## Given problem:
Could you retype every one of the lines below word for word, leaving the pictures out of your answer?

## Data for this exercise:
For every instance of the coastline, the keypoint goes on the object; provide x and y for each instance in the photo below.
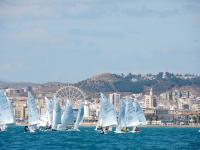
(146, 126)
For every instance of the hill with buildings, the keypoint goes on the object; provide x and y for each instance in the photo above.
(107, 82)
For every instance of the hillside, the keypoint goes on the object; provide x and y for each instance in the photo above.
(108, 82)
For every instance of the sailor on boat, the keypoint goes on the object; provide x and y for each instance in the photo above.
(107, 115)
(26, 129)
(48, 126)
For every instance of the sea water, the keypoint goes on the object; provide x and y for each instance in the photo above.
(87, 138)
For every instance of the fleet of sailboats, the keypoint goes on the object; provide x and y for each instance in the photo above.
(130, 115)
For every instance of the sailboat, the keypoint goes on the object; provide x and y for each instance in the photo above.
(6, 112)
(128, 116)
(33, 116)
(121, 118)
(140, 116)
(107, 117)
(79, 118)
(56, 114)
(67, 118)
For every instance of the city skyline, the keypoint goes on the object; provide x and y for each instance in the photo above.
(70, 41)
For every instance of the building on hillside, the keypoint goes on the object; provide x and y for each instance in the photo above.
(149, 100)
(114, 99)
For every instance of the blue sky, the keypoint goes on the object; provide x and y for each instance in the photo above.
(71, 40)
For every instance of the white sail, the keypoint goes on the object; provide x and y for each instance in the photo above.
(79, 118)
(131, 118)
(56, 113)
(140, 113)
(6, 112)
(108, 115)
(33, 116)
(67, 116)
(49, 112)
(121, 117)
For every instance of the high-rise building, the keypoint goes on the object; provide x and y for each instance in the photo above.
(148, 100)
(114, 99)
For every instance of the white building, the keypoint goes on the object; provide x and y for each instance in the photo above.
(114, 99)
(148, 100)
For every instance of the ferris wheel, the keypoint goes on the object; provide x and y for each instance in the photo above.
(72, 93)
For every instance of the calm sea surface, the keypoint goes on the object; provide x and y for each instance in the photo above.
(87, 138)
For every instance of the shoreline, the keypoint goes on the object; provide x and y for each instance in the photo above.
(146, 126)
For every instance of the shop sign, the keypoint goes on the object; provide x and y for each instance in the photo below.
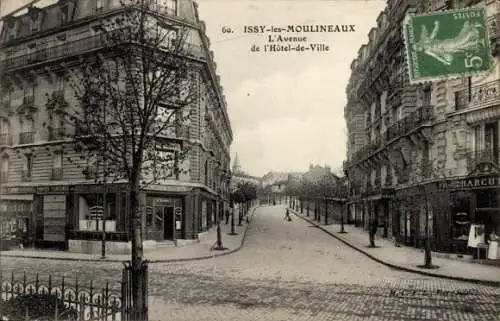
(35, 189)
(467, 183)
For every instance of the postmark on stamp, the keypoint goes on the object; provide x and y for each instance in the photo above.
(447, 44)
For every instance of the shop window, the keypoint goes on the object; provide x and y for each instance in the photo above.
(28, 167)
(461, 219)
(158, 218)
(486, 199)
(149, 216)
(4, 169)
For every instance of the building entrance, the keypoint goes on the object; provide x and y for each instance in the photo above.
(168, 223)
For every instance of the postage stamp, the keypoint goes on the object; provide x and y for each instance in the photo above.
(447, 44)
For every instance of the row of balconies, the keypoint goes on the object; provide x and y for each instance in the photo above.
(401, 128)
(6, 139)
(26, 175)
(493, 24)
(71, 48)
(472, 158)
(478, 95)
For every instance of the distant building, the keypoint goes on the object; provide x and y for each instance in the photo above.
(48, 195)
(407, 141)
(272, 178)
(239, 175)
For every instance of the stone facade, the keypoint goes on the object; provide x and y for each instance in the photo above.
(42, 191)
(412, 149)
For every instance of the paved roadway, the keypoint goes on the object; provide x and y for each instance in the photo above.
(292, 271)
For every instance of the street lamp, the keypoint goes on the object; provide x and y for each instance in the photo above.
(345, 207)
(219, 245)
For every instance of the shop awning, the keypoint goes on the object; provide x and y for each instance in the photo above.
(17, 197)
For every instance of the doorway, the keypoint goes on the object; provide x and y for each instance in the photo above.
(168, 223)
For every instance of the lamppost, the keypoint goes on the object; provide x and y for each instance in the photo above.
(345, 207)
(219, 246)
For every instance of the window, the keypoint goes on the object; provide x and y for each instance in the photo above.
(12, 30)
(99, 5)
(426, 96)
(26, 130)
(57, 160)
(4, 126)
(28, 166)
(4, 169)
(60, 84)
(206, 173)
(64, 14)
(170, 6)
(477, 141)
(491, 138)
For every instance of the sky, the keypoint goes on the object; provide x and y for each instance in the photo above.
(286, 108)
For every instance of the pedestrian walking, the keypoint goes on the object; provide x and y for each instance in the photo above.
(227, 216)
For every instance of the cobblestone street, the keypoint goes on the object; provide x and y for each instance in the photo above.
(291, 271)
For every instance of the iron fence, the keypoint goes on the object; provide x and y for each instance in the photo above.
(25, 298)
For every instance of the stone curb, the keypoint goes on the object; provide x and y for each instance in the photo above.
(398, 267)
(149, 261)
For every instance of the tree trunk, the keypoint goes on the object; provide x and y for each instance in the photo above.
(326, 212)
(428, 254)
(138, 287)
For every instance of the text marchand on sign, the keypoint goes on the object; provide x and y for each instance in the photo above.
(476, 182)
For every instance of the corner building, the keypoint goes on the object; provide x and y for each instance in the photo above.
(408, 143)
(48, 196)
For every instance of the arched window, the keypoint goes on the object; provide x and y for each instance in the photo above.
(206, 172)
(5, 138)
(4, 169)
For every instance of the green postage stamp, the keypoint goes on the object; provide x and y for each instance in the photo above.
(447, 44)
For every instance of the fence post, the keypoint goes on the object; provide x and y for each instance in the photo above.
(130, 311)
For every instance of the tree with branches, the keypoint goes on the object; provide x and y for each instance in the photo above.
(427, 194)
(132, 110)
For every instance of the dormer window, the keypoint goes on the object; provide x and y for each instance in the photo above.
(99, 5)
(11, 29)
(64, 14)
(36, 16)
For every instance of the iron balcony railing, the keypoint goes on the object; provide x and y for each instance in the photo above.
(28, 100)
(75, 47)
(26, 175)
(4, 176)
(400, 128)
(56, 174)
(408, 123)
(5, 140)
(483, 156)
(97, 236)
(477, 95)
(26, 138)
(182, 132)
(56, 134)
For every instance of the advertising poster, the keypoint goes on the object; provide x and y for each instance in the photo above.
(304, 107)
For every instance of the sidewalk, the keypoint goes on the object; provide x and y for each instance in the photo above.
(408, 258)
(197, 251)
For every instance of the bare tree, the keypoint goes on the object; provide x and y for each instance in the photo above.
(425, 177)
(133, 106)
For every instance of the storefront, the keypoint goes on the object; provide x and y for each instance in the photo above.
(39, 213)
(77, 218)
(474, 207)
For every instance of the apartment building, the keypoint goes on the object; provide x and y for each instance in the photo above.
(412, 145)
(50, 197)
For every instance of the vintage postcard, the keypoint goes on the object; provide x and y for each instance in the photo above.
(249, 160)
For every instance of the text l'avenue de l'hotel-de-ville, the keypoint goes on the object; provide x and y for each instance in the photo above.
(294, 37)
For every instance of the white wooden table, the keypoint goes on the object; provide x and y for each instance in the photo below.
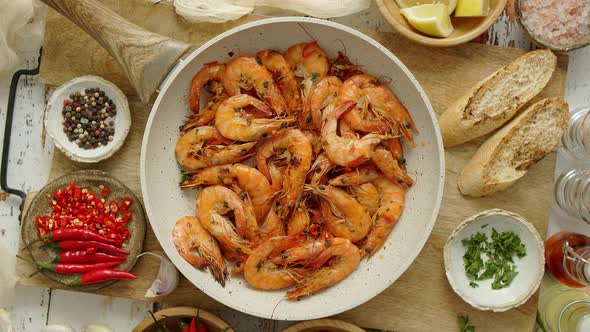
(30, 161)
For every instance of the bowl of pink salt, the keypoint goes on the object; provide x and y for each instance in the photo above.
(561, 25)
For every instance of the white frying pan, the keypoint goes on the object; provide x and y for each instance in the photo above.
(147, 58)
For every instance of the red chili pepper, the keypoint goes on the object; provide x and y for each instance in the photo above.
(76, 233)
(309, 49)
(201, 327)
(82, 256)
(192, 327)
(76, 245)
(71, 268)
(100, 276)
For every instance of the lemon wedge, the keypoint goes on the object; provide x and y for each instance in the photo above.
(432, 19)
(470, 8)
(451, 4)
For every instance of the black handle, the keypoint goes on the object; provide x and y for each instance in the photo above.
(8, 132)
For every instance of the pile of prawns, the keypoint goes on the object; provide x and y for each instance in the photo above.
(329, 178)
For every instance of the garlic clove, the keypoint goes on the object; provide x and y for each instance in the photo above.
(5, 323)
(97, 328)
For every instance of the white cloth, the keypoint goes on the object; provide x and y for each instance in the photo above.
(21, 25)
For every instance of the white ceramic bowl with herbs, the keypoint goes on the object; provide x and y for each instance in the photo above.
(515, 280)
(115, 126)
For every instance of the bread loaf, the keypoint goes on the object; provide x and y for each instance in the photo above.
(507, 155)
(496, 99)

## Task response:
For every instance of the coastline, the keypoint goes on the object; provide x and y for each instance in the photo below.
(146, 126)
For every instance of the hill with buildings, the keypoint goes on the object; provide x and y for each instance in the photo above.
(107, 82)
For every instance of the hillside, the keypoint goes on the object; provide x and y for each instance in the photo above.
(108, 82)
For every instance of the sailor on boat, the keypoint goes on the object; provide x and y for each instance in the photo above.
(107, 115)
(26, 129)
(48, 126)
For every instance of the sea water, the keypoint goes on the object; provide x and y for each instance in the photo above.
(87, 138)
For every instance of the fleet of sailboats, the keypoint goes on the object; provide x and y for each instance in the photo above.
(130, 115)
For every instance of the sailboat, the keypoint goes on the object; provide x and y for each instance in the photo above.
(6, 112)
(128, 116)
(33, 116)
(121, 118)
(140, 116)
(107, 117)
(79, 118)
(56, 114)
(67, 118)
For every instance of the city skyline, the keypoint goes on the object; provide x and y for each instance in the photo above.
(70, 41)
For every instance of the building on hillside, the keypoint goes on the object; provide x and y for each instance in the photo above.
(149, 100)
(114, 99)
For every instance of the blue sky, the keypoint goes on the object; provide x and y for each instance in the photo above.
(71, 40)
For every instance of the white sail, the keypoint goes on the object; provide x and y for each instance in the photo above.
(79, 118)
(131, 118)
(56, 113)
(140, 113)
(6, 112)
(108, 115)
(33, 116)
(67, 116)
(49, 112)
(121, 117)
For every instance of the high-rise building, the keypoint goes on the object; provide x and y for each instance in the photo above.
(148, 100)
(114, 99)
For every instance of the white building, the keypoint goes on the object; provide x and y for each instance in the photo above.
(114, 99)
(148, 100)
For every instance of the ferris wheel, the keypoint goes on the object; provide x and y for each instance in the photo above.
(72, 93)
For every instance of the calm sea surface, the keypoint goes on the object; provide x and y for each instance in the photo above.
(87, 138)
For every instance of the shoreline, the keypoint goes on the object; provide x and y for each instance in the photo above.
(146, 126)
For every instance of the shop sign, the keypoint goes on the object; provide x and y for each instance in the photo below.
(35, 189)
(467, 183)
For every instance of the postmark on stamp, the keypoint goes on the object; provide x and y for each instance in the photo above.
(447, 44)
For every instance of the shop window, the keypoint goes on the object; provide x and y for each instance in the photo above.
(28, 167)
(461, 219)
(158, 218)
(486, 199)
(149, 216)
(4, 169)
For every instance of the building entrance, the keypoint goes on the object; provide x and y for each instance in the photo above.
(168, 223)
For every instance of the postage stamp, the keypoint goes on the object; provide x and y for each instance in the photo above.
(447, 44)
For every instance of the row of balconies, the keypoint goes on the object; provide x and y for each instance in the photo above.
(401, 128)
(6, 139)
(26, 175)
(493, 24)
(71, 48)
(472, 158)
(478, 95)
For every instance of the distant building, the keypoint goes on the object; provide x and y for each instance in the photo above.
(48, 195)
(407, 141)
(272, 178)
(239, 175)
For every instance of the stone facade, the keypoint goes on the object; provide x and y for each instance in the photo above.
(42, 191)
(412, 149)
For every instance of the paved roadway, the keypoint goes on the object; provide x and y for each instance in the photo above.
(292, 271)
For every instance of the street lamp, the keypoint goes on the object; provide x and y for each instance in the photo above.
(345, 207)
(219, 245)
For every instance of the shop awning, the keypoint goes on the object; provide x and y for each instance in the photo above.
(17, 197)
For every instance of the doorway, the keypoint goes on the object; provide x and y for each instance in the photo above.
(168, 223)
For every instance of the lamppost, the keypoint goes on the object; provide x and y for each instance in the photo above.
(345, 207)
(219, 246)
For every instance of the window, the keypoint goes on the object; provide x and y for each instance in the photo above.
(12, 30)
(99, 5)
(426, 96)
(26, 130)
(57, 160)
(4, 126)
(28, 166)
(4, 169)
(60, 84)
(206, 173)
(64, 14)
(170, 6)
(477, 141)
(491, 138)
For every instance of the sky, the keypoint goes on the object; provide x and y for each instance in the photo above.
(286, 108)
For every instance of the pedestrian walking, the keypoint goes on the object; provide x and y for each instance in the photo above.
(227, 216)
For every instance of the cobblestone street, the keypoint goes on the object; provide x and y for each instance in the photo above.
(291, 271)
For every instance of the iron fence, the keypoint goes on the object; provide x and y for each instance in the photo above.
(25, 298)
For every instance of the stone curb, the keypoint goes on the object; provide x and y for each instance in the photo above.
(398, 267)
(149, 261)
For every instance of the tree trunk, the keypoint goes on the object; provide x and y for each instance in the photo above.
(326, 212)
(428, 254)
(138, 287)
For every instance of the text marchand on sign, the keypoint goes on the object; provide x and y for each instance in the photo above.
(476, 182)
For every instance of the corner building, the keypoint goes on the object; provide x and y for each instance in the photo above.
(408, 143)
(48, 196)
For every instance of the arched window, the keypoint goes on the object; provide x and y for each instance in the photo above.
(206, 172)
(5, 138)
(4, 169)
For every instance of the green postage stamp, the keypoint goes on the object; provide x and y for each instance in the photo above.
(447, 44)
For every instance of the fence post, the keypoint goes on the object; provide x and y for each instance in the photo above.
(130, 311)
For every instance of the tree with branches, the keypoint goes on the object; provide x and y for each instance in the photo above.
(427, 194)
(132, 110)
For every instance of the dormer window, the keypoint goes on the object; provide x and y for each instance in the photo above.
(99, 5)
(11, 29)
(64, 14)
(36, 16)
For every instance of the iron balcony railing, the keypoint goes on the object; provide x and y for each instance in the photo above.
(28, 100)
(75, 47)
(26, 175)
(4, 176)
(400, 128)
(56, 174)
(408, 123)
(5, 140)
(483, 156)
(97, 236)
(477, 95)
(26, 138)
(182, 132)
(56, 134)
For every instance of the advertising poster, the keypoint goes on the object; provide x and y for each instance in the photo above.
(304, 107)
For every instance of the sidewalk, the keypoint goes on the object; provide x and y for each instance in the photo above.
(408, 258)
(197, 251)
For every instance of the bare tree, the keypoint goes on the object; provide x and y for each instance in the photo above.
(425, 177)
(133, 106)
For every instance of the storefront, the keypoint goes on the object; provide x and y for each instance in the photo above.
(39, 213)
(77, 218)
(474, 207)
For every instance of the apartment building, the keypoint goes on the object; provide x and y for each instance in the photo above.
(412, 145)
(50, 197)
For every instance of the vintage postcard, the keypoint goes on the object; provide x and y for each instance in the photo above.
(249, 160)
For every instance of the text l'avenue de l'hotel-de-ville, the keypoint goes on the object; provide x and y for each instance in the photo above.
(294, 37)
For every instance of the white wooden table, the keypoint goes on the object; provide x and y for each instance in the photo below.
(30, 161)
For every instance of the bowl of pink salt, the keypoint goes on the object; provide x and y for each instance in the photo above.
(561, 25)
For every instance of the white frying pan, the keypoint goes on the object; provide x and y for each instance in the photo above.
(147, 58)
For every instance of the red chili pepper, the keypoint goes on the object; provide x and y for each instance in the photo above.
(76, 233)
(309, 49)
(201, 327)
(82, 256)
(192, 327)
(76, 245)
(71, 268)
(100, 276)
For every instance of the lemon wedge, the keypoint goes on the object; provide x and y for each instance in the photo above.
(432, 19)
(470, 8)
(451, 4)
For every instance of the black handle, the keypoint goes on the object; provide x and y for each instance in the photo above.
(8, 132)
For every instance of the pile of prawns, the keypoint goes on the object; provide x and y for each instance in the photo above.
(329, 178)
For every instance of the garlic clove, the keypoint goes on the object; provide x and y for each instance in the photo above.
(5, 323)
(97, 328)
For every instance of the white cloth, the keypoint goes on the object; provide x and y for each instance in the photo above.
(21, 25)
For every instance of the white ceramic bowl with herbs, the keypoint goes on the object; provide x and y for each instance in the photo above.
(515, 280)
(115, 126)
For every instance of the bread loaf, the keypoint goes on the object; provide x and y for each instance in the photo above.
(507, 155)
(496, 99)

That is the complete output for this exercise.